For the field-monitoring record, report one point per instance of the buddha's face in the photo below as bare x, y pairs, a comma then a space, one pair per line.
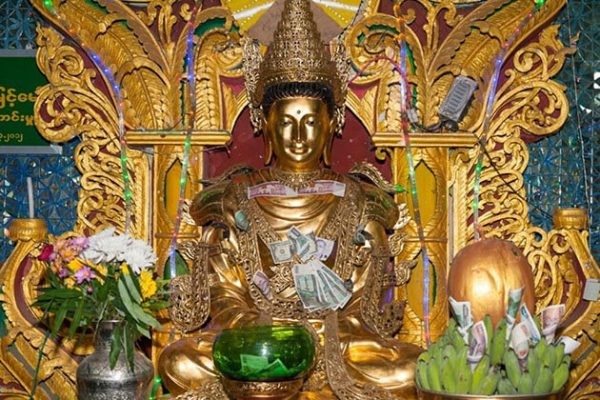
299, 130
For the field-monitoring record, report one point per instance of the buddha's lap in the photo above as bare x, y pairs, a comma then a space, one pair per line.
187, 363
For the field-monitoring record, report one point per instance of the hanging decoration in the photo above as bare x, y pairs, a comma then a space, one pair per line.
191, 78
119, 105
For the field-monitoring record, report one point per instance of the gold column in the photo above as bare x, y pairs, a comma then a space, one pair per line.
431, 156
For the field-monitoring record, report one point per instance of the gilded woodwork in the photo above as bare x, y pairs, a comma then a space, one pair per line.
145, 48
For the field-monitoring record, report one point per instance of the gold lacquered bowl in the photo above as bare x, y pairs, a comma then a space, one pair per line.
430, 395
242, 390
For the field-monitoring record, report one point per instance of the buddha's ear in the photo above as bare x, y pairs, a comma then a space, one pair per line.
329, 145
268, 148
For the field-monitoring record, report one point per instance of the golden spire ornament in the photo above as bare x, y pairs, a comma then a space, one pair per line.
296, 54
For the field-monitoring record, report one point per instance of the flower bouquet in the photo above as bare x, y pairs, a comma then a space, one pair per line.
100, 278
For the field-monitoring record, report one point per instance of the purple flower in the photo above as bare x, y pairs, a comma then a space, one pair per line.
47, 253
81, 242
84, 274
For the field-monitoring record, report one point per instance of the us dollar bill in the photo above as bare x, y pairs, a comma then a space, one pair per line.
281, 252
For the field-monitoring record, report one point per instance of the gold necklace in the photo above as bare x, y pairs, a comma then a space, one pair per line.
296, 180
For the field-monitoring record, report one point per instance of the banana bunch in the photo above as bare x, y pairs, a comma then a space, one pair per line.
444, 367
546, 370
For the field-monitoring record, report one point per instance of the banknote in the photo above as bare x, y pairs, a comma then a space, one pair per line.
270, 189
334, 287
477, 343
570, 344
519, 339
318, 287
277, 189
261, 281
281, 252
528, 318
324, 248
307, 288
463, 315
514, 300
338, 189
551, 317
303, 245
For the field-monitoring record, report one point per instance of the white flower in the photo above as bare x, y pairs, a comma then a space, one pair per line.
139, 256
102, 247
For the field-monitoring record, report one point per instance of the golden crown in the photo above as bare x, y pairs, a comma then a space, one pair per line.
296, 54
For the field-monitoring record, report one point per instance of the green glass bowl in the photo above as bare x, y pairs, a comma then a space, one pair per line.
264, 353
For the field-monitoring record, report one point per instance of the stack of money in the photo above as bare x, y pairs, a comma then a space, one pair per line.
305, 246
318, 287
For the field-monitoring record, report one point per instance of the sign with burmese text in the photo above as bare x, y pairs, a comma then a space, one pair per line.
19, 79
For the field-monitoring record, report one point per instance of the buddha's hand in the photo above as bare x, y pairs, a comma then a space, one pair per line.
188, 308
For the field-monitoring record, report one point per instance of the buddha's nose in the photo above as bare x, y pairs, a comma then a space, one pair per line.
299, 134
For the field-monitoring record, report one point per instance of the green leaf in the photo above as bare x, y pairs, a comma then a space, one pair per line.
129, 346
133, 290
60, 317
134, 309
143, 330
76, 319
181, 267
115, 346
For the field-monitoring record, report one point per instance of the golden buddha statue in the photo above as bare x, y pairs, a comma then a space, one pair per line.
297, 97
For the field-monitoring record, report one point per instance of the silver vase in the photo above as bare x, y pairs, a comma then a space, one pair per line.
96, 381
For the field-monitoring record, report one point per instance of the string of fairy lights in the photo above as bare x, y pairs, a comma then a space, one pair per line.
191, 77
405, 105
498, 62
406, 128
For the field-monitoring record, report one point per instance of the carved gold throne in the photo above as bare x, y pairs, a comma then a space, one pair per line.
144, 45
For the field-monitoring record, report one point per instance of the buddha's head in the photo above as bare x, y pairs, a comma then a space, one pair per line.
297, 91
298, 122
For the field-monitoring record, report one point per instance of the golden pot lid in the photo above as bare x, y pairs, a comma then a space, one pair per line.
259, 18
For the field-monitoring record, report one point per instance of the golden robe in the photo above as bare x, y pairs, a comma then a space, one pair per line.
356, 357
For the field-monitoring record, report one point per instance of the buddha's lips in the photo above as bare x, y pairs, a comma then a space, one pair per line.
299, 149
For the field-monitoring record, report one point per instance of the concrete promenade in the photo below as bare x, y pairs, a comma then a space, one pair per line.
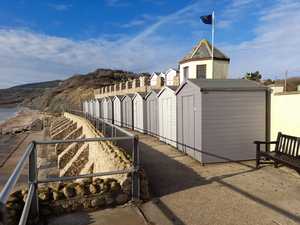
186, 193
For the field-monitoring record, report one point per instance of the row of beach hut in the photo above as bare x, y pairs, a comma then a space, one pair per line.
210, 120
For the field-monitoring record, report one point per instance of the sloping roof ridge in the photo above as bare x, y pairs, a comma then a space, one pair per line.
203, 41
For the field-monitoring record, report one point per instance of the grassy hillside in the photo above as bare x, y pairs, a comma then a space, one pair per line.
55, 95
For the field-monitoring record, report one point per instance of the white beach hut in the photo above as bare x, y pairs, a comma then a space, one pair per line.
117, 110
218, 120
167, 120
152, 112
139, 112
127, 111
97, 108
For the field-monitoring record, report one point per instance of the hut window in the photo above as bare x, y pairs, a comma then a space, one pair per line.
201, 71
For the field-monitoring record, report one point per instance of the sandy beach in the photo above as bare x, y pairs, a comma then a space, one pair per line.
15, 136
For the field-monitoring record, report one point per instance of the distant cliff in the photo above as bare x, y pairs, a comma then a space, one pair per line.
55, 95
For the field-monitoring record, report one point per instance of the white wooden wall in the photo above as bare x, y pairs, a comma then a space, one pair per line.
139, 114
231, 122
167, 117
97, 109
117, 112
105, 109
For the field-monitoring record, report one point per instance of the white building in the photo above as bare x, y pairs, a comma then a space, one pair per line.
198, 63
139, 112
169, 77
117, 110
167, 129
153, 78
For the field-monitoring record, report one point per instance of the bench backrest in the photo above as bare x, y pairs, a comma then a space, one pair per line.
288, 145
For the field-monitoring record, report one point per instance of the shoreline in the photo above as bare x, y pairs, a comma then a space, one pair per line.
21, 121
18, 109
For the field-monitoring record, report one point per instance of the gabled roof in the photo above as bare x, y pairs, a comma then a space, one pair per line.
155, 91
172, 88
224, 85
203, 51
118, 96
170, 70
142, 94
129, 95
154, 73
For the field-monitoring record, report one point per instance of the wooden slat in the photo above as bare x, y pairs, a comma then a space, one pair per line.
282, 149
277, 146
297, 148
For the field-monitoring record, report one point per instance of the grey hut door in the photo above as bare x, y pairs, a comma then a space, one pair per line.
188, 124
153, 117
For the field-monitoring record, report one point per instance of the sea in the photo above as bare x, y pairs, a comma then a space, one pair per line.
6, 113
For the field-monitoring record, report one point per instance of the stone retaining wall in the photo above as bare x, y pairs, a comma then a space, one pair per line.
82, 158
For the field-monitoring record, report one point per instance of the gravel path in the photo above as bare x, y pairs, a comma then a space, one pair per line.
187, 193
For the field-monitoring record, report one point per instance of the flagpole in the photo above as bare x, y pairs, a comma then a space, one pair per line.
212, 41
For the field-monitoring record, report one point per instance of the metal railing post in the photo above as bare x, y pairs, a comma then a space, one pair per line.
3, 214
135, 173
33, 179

· · ·

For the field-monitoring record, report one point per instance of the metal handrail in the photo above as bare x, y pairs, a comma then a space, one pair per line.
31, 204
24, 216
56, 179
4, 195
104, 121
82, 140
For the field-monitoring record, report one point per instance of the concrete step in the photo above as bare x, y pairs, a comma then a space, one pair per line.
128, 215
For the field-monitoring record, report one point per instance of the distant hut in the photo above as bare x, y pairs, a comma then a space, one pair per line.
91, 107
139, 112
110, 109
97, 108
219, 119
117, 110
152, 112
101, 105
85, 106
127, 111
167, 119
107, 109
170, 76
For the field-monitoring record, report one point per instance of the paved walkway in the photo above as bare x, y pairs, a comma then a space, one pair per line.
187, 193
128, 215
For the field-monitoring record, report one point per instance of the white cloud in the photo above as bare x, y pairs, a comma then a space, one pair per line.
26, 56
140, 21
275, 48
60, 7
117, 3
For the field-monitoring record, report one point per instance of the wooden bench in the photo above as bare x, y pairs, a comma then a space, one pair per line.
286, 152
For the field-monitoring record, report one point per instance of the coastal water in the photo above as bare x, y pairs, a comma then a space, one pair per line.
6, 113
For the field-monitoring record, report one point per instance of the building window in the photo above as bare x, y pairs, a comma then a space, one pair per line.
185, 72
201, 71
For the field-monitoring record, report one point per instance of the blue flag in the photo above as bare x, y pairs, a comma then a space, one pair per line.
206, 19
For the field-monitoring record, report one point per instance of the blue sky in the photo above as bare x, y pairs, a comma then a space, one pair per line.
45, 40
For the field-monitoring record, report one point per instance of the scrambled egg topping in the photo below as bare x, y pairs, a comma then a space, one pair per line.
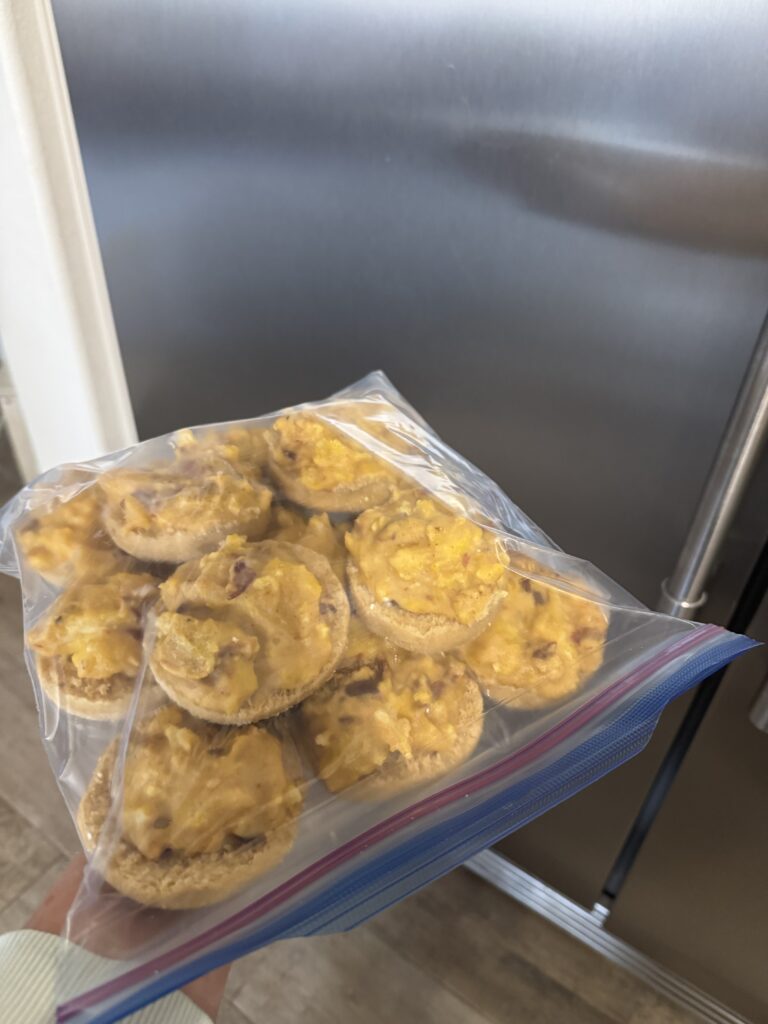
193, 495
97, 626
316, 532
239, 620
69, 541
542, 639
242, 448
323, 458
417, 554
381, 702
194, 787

· · ·

Gather every line of the data above that contains the word "distant", matching case exactly.

- Exercise result
For the field-monitoring record, report one point per instance of the distant cliff in the photo above as bare x, y pairs, a comma then a space, one pair per line.
For the field-monitoring record, report one point per instance of the distant hut in the photo above as bare x, y pairs, a comma then a space, one pair per line.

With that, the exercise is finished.